── TEXT EXTRACT ──

[PATCH] D59506: [ValueTracking][InstSimplify] Support min/max selects in computeConstantRange()

Tue Mar 19 13:04:19 PDT 2019

nikic marked an inline comment as done.
nikic added inline comments.

================
Comment at: llvm/test/CodeGen/AMDGPU/smed3.ll:48
+; GCN: v_mov_b32_e32 v{{[0-9]+}}, 12
 define amdgpu_kernel void @v_test_smed3_r_i_i_constant_order_i32(i32 addrspace(1)* %out, i32 addrspace(1)* %aptr) #1 {
   %tid = call i32 @llvm.amdgcn.workitem.id.x()
----------------
lebedev.ri wrote:
> nikic wrote:
> > arsenm wrote:
> > > The test should be fixed so this is still testing what it intends to
> > From what I understand, the test is here to ensure that a "clamp" pattern with swapped constants is not incorrectly compiled to a `med3` instruction. After this change this kind of pattern is always constant folded by InstSimplify. From the debug log, in this case the simplification is caused by an EarlyCSE pass added by the AMDGPU target. I haven't found a way to disable it.

───
── RAW DATA ──

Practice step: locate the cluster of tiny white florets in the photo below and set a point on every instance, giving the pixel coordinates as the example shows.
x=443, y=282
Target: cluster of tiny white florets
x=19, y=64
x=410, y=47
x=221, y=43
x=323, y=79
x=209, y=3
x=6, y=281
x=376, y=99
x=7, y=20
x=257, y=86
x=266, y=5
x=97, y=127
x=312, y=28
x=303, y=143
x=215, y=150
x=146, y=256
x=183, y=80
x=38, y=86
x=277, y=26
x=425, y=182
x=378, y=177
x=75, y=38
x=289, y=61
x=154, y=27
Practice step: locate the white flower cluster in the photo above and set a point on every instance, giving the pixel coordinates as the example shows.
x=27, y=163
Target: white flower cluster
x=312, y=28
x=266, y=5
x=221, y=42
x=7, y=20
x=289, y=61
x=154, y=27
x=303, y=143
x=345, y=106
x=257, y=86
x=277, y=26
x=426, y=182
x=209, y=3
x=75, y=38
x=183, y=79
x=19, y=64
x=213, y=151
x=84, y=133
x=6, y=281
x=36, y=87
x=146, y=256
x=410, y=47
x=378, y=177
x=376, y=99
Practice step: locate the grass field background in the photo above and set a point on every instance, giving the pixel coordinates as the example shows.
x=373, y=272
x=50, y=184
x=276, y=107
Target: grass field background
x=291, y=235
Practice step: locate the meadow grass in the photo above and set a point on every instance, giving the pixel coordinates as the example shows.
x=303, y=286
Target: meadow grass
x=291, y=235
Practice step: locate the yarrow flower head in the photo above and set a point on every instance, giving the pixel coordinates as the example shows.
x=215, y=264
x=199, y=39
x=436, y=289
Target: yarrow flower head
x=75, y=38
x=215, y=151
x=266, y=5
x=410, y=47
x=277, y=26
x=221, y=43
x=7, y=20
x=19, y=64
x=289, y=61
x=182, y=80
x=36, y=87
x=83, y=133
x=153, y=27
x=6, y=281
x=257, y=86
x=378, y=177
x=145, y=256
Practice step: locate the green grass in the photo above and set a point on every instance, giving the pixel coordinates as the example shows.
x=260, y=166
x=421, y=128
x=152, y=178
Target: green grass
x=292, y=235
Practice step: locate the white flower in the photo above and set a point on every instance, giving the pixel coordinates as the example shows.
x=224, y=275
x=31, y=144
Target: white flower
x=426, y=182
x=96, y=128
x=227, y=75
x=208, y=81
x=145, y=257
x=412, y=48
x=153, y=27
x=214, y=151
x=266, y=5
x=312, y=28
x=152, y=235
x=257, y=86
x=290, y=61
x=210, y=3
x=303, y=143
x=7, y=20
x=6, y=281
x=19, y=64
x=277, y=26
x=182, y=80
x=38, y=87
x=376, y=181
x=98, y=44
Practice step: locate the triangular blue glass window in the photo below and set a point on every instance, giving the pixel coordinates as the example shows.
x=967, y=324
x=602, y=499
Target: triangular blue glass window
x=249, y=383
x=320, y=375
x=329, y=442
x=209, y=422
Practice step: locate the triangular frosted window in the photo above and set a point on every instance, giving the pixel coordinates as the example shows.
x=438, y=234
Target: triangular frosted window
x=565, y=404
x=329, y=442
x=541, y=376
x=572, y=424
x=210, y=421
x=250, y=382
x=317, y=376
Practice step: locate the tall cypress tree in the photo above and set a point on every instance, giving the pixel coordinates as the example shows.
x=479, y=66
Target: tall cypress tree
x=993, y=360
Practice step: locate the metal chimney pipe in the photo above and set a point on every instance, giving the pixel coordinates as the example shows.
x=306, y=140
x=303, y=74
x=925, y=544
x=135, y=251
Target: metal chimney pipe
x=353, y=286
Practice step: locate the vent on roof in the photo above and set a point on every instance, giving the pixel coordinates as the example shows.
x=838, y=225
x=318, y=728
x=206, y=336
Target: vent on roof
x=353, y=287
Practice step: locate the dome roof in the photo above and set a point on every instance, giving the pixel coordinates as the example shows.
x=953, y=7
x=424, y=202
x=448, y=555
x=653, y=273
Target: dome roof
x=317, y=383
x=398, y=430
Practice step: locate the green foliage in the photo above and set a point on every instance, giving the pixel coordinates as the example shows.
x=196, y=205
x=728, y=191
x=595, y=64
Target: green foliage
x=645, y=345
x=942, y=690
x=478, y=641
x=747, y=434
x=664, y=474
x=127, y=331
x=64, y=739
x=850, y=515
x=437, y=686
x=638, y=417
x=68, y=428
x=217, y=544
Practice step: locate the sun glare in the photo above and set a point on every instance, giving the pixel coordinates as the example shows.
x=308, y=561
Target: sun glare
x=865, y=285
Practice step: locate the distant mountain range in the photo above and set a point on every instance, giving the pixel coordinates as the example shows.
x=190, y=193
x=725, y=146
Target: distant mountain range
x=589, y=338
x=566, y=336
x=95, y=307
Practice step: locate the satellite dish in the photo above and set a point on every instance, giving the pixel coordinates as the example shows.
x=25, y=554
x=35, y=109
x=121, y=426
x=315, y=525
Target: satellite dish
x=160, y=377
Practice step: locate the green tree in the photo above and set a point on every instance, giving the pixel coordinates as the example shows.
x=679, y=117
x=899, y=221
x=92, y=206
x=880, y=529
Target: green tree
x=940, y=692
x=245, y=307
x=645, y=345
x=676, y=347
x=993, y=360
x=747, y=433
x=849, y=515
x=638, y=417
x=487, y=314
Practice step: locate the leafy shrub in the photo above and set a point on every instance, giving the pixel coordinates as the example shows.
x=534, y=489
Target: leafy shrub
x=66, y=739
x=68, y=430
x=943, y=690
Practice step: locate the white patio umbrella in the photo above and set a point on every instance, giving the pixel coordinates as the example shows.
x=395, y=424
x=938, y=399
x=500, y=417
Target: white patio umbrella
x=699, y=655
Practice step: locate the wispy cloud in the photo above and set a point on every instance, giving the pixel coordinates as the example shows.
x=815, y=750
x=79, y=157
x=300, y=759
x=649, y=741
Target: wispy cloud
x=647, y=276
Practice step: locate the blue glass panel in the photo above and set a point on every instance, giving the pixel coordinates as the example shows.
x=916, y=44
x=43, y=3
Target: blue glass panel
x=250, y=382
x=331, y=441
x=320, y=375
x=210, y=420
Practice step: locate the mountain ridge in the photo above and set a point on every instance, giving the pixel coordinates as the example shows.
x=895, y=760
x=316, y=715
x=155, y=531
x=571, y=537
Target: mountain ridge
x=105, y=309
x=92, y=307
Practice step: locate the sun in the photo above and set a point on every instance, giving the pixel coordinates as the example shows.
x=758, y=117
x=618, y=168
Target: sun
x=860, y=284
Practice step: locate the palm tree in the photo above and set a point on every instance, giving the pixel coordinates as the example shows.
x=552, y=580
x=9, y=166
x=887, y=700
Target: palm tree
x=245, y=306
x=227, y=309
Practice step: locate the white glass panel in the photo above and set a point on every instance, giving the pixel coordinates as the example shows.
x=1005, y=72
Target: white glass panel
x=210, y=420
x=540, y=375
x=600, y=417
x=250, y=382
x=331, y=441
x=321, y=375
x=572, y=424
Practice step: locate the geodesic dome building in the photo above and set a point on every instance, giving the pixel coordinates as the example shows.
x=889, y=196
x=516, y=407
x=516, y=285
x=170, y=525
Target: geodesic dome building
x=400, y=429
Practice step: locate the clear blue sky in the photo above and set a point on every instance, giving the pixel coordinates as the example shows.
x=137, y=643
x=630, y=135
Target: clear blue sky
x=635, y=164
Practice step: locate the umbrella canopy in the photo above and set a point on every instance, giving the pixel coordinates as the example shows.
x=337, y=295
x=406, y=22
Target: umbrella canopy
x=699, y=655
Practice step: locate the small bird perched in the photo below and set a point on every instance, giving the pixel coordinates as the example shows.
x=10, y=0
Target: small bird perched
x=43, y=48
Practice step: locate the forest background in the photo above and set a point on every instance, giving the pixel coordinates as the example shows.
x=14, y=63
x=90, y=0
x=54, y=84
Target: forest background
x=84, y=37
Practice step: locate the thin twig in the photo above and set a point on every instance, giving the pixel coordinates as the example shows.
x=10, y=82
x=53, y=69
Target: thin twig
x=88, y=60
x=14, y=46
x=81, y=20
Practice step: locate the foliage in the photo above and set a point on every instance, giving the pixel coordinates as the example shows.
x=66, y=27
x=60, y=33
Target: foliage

───

## TASKS TO CARRY OUT
**A.** Answer these about the patch review thread:
(i) What date and time does the thread show?
(ii) Which test file is the inline comment attached to?
(iii) According to nikic, which pass added by the AMDGPU target causes the simplification?
**B.** From the patch review thread, extract the passage that opens with the words containing "nikic marked an" and closes with "call i32 @llvm.amdgcn.workitem.id.x()".

## IN RESPONSE
**A.**
(i) Tue Mar 19 13:04:19 PDT 2019
(ii) llvm/test/CodeGen/AMDGPU/smed3.ll
(iii) EarlyCSE

**B.**
nikic marked an inline comment as done.
nikic added inline comments.

================
Comment at: llvm/test/CodeGen/AMDGPU/smed3.ll:48
+; GCN: v_mov_b32_e32 v{{[0-9]+}}, 12
 define amdgpu_kernel void @v_test_smed3_r_i_i_constant_order_i32(i32 addrspace(1)* %out, i32 addrspace(1)* %aptr) #1 {
   %tid = call i32 @llvm.amdgcn.workitem.id.x()